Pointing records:
=======

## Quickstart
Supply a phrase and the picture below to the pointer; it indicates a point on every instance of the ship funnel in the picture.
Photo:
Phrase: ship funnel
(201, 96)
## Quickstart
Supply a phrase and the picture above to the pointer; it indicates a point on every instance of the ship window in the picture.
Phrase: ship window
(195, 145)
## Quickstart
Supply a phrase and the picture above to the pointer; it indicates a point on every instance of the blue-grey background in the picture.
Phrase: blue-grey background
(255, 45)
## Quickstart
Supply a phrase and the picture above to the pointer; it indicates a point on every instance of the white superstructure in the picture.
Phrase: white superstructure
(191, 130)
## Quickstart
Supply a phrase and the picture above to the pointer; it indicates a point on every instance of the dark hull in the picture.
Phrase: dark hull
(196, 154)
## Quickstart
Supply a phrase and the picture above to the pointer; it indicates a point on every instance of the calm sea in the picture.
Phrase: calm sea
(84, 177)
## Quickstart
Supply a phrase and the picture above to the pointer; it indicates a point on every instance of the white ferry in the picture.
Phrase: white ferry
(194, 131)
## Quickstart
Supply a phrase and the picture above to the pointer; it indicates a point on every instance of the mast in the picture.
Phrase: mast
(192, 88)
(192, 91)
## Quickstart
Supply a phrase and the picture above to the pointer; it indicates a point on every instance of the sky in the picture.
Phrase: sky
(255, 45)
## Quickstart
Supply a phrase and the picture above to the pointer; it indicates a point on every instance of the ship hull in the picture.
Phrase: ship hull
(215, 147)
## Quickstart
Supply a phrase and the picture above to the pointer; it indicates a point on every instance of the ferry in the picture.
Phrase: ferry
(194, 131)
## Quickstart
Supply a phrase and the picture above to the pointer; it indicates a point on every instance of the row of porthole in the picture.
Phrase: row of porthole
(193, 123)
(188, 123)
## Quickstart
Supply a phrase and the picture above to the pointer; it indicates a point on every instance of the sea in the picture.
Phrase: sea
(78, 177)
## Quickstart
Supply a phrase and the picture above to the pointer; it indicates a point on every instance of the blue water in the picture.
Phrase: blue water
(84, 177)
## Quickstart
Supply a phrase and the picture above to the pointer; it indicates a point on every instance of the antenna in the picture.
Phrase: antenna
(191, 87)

=======

Extract the full listing above without altering anything.

- [Full solution]:
## Quickstart
Supply a phrase and the picture below to the pointer; it indicates a point on every instance of the ship funnel in the picture.
Photo:
Phrase: ship funnel
(201, 96)
## Quickstart
Supply a phrase and the picture above to the pointer; it indicates a point on every instance of the ship window in the picture.
Phrase: ship window
(195, 145)
## Quickstart
Supply a phrase and the picture above to the pointer; it indicates a point on every instance of the blue-grey background in the picture.
Phrase: blue-grey background
(255, 45)
## Quickstart
Supply a phrase and the picture above to the pointer; it indicates a point on every instance of the white superstructure in the picture.
Phrase: white superstructure
(191, 130)
## Quickstart
Supply a phrase and the picture above to the pointer; it indicates a point on every instance of the dark hull in the picture.
Phrase: dark hull
(196, 154)
## Quickstart
Supply a phrase and the picture above to the pointer; it indicates a point on every instance of the calm sea in the picture.
Phrase: calm sea
(84, 177)
## Quickstart
Supply a phrase and the picture above to the pointer; it indicates a point on every instance of the white ferry in the picture.
Phrase: white ferry
(194, 131)
## Quickstart
Supply a phrase and the picture above to the pointer; it indicates a point on every instance of the mast in the picture.
Phrase: mast
(192, 88)
(192, 91)
## Quickstart
Supply a phrase and the picture above to the pointer; it indicates a point on every instance of the sky in the picture.
Phrase: sky
(255, 45)
## Quickstart
Supply a phrase and the picture above to the pointer; it indicates a point on every instance of the ship hull in the picture.
Phrase: ship hull
(215, 147)
## Quickstart
Supply a phrase and the picture above to the pointer; it indicates a point on every instance of the ferry in the picture.
Phrase: ferry
(194, 131)
## Quickstart
Supply a phrase and the picture above to the pointer; it indicates a point on every instance of the row of porthole in the picture.
Phrase: row of porthole
(193, 123)
(188, 123)
## Quickstart
Supply a phrase and the picture above to the pointer; it indicates a point on every instance of the sea in the picture.
Phrase: sea
(78, 177)
## Quickstart
Supply a phrase and the picture above to the pointer; it indicates a point on every instance of the blue water in the picture.
Phrase: blue water
(84, 177)
## Quickstart
Supply a phrase and the picture above to the pointer; it indicates a point on every instance of the antenna in the picture.
Phrase: antenna
(191, 87)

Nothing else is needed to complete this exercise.